Turn every line of the rows below into a numbered list, skipping blank lines and leaving out the pictures.
# start of RECORD EXCERPTS
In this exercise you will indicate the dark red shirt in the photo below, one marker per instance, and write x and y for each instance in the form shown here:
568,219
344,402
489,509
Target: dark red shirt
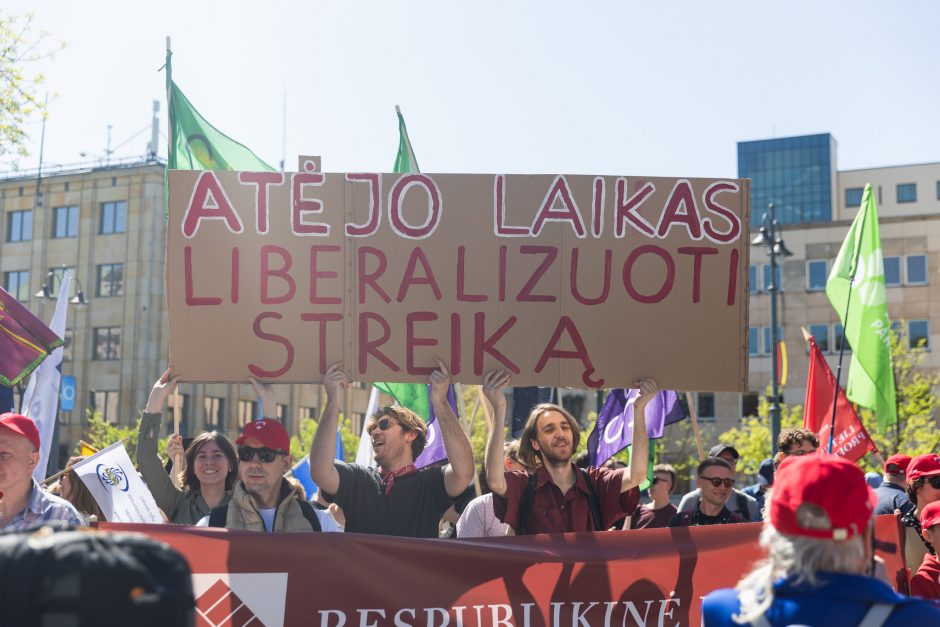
926,581
554,512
# end of RECORD EXCERPTS
**REPLY TO THE EXERCISE**
1. In this exercise you will indicate the dark red shirt in the photo below, one marker per instance, and write x and y for each instance in the form shown here:
2. 568,219
3. 344,402
4. 489,509
5. Target: dark red shirt
6. 926,581
7. 554,512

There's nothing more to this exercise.